* GOAL OF THE EXERCISE:
Repeat the listing verbatim from the line with "like [1055, 937]." up to and including the line with "[1177, 823]".

----- DATA RECORDS

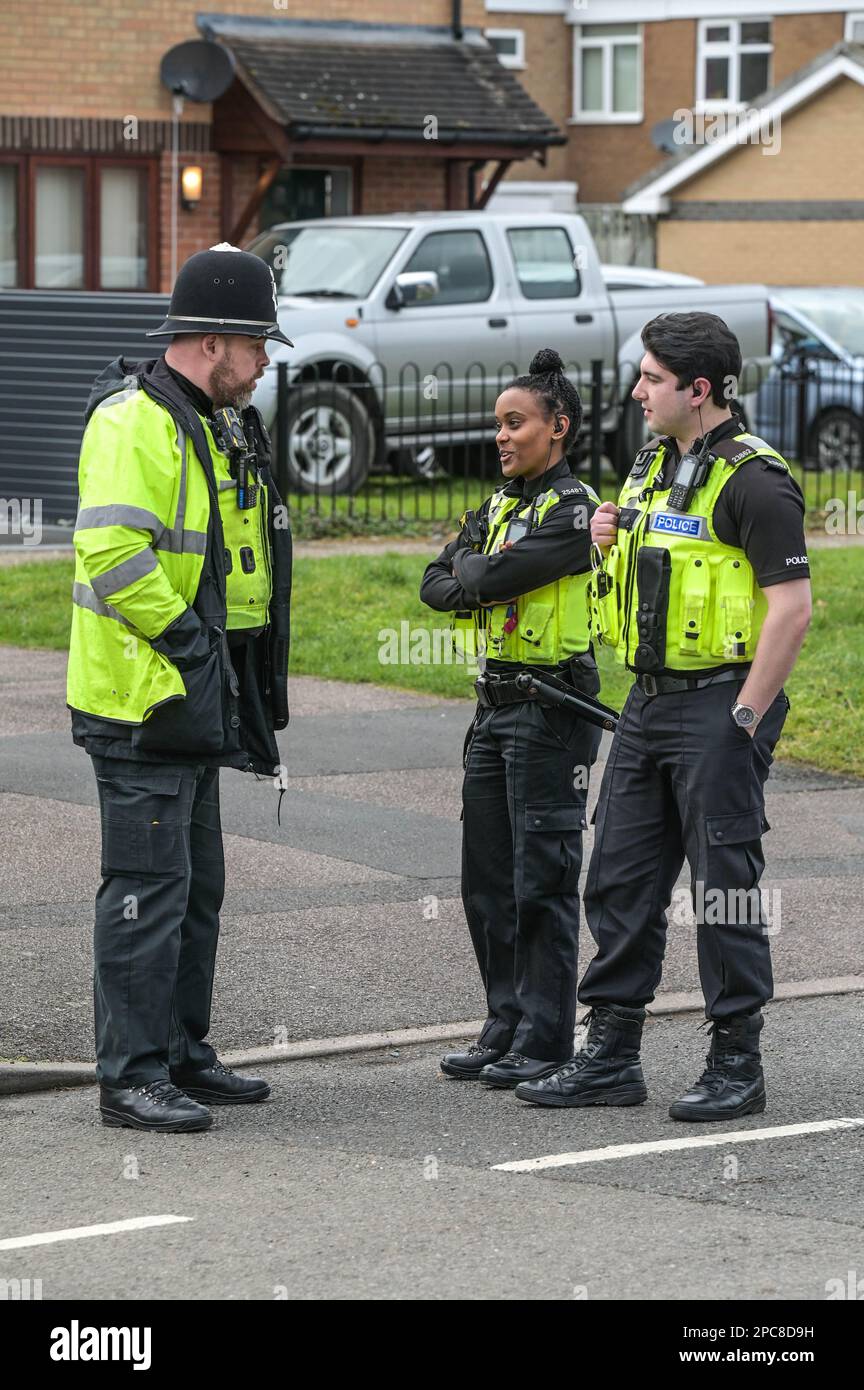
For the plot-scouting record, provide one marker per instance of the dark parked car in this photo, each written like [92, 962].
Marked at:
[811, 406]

----------
----- DATA RECORDS

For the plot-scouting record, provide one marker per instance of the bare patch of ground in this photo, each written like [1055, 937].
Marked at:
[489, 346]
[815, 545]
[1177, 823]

----------

* WRITTEN SOLUTION:
For the plot-scouting record, provide one marker per instance of the bare patch of ground in this photo, each written like [1055, 937].
Marked at:
[489, 346]
[815, 545]
[1177, 823]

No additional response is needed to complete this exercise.